> **Text shown**:
-------

“Husbands, love your wives, as Christ loved the church and gave Himself up for her,”
Ephesians 5:25 AMP
Remember being a little girl on the playground at school plucking petals from flowers in hopes of finding out if he loved you or not? I remember little crushes in the 3rd and 4th grade and wondering if that was really how you could tell if the cutest boy in class liked you or not. Girls long to be loved, adored, and chased. Did you play chase in elementary school on the play ground? That was so fun. I remember in Star, Mississippi, the boys chasing the girls all over that playground. We acted like we didn’t like it, but we know we did.
Ya know, we still want to be chased. But are you being chased, loved, and adored the way you long to be? If not, I understand. There was a time or three in our marriage when I felt that way, too. But, I have good news – if you aren’t being chased, there are a couple of things you might consider doing to help turn the tide in your relationship. The fate of relationships aren’t up to the petals of a flower. It is very much up to you and your partner.

-------

> **Complete the following**:
**a)** Collect every line of the records that contains the string "phrase".
**b)** Write what comes next in the passage on being loved in marriage, starting after its final sentence.
The passage on being loved in marriage and the records are separate material.

> **Dataset records**:
-------

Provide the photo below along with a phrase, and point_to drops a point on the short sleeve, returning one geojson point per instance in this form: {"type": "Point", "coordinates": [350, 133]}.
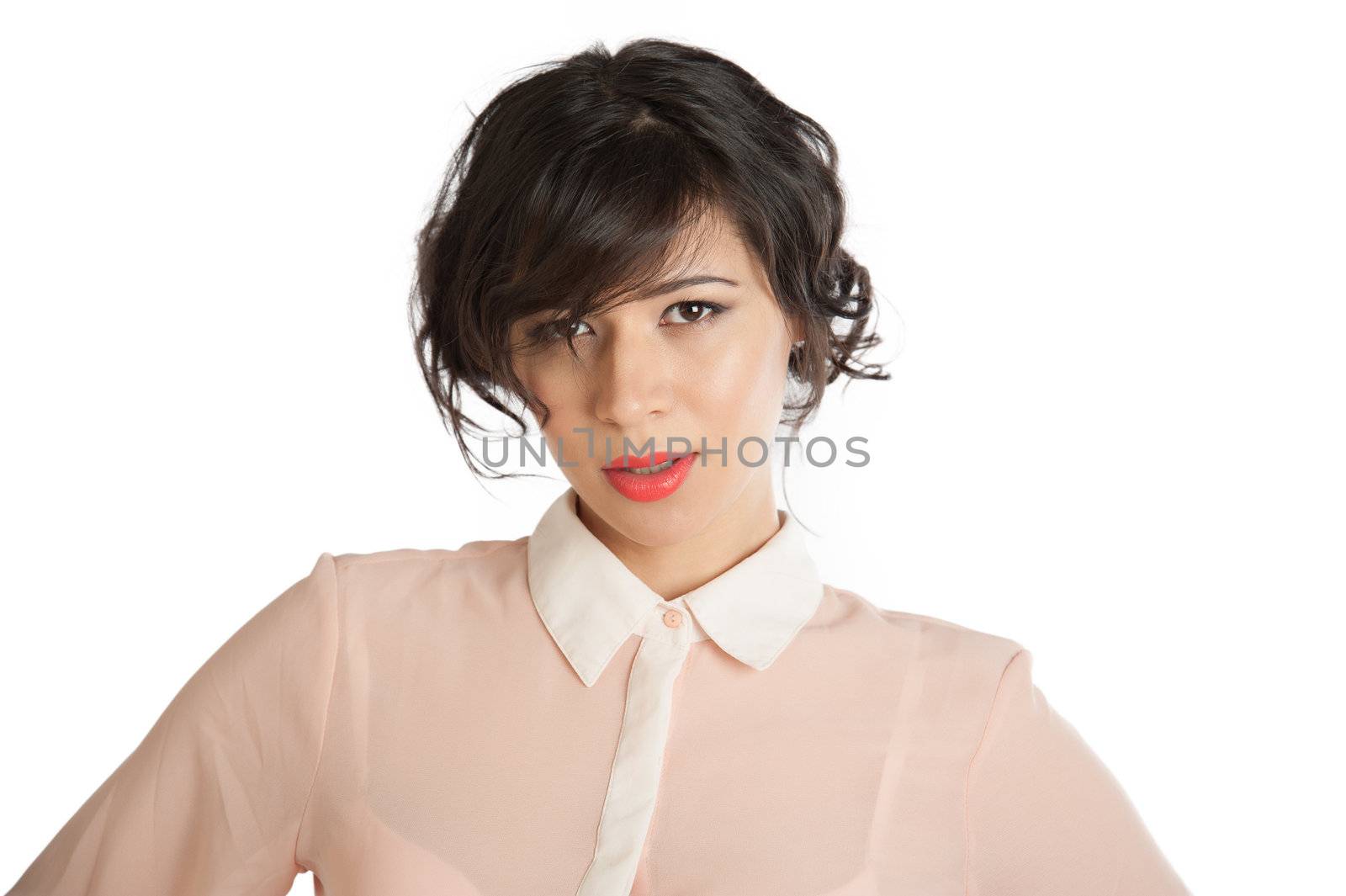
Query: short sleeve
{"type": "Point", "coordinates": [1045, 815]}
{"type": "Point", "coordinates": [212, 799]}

-------

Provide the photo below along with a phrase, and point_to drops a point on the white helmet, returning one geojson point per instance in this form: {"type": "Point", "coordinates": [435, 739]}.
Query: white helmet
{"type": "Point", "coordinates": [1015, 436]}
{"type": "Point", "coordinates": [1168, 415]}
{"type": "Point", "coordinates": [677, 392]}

-------

> **Answers to the exercises**:
**a)**
Provide the photo below along with a phrase, and point_to drops a point on the short sleeve, returning one geojson point per instance in this form: {"type": "Point", "coordinates": [350, 133]}.
Provide the photo below along with a phrase, and point_to drops a point on the white helmet, returning one geojson point per instance in this form: {"type": "Point", "coordinates": [435, 739]}.

**b)**
Try this for starters… show him respect every day, especially in front of people. When he deserves it and, yep, even when he doesn’t. { Eph. 5:33 } You want him to love you when you don’t deserve it, so guess what? He needs you to respect him whether he deserves it or not. Before long, he will live up to that respect and begin to chase you like nobody’s business. You show him respect, and he will be puddy in your hands drooling all over himself to love you. I know it almost sounds manipulative, but it’s not really. It’s just cause and effect, which goes both ways. Somebody’s got to step up first to get the victorious cycle going and the vicious cycle gone.
Secondly, try this. Run if you want him to chase you. We get busy. Years go by without us being chased or feeling loved, approved of, or whatever the excuse may be, which leads us to stop being our best. You want to be chased? Take the effort to be your best, and I don’t only mean on the outside. Stop fussing all the time. Become fun to be around. You might just find that he will chase you again and give you the love you desperately need. Also, look up information about being enmeshed vs. differentiated. You may need to run in the sense of becoming your own person a little bit again and playing a little hard to get. Being a door mat is not attractive. Be confident and differentiated.
Lastly, pray and look to God to fill that need. Read Song of Solomon and fall head over heels in love with Jesus. I’ve done this during the times in my marriage when there were rough spots, and guess what? As I sought the Lord, He changed me, and it’s amazing how that changed “us”. The more you adore God, the more adorable you will become.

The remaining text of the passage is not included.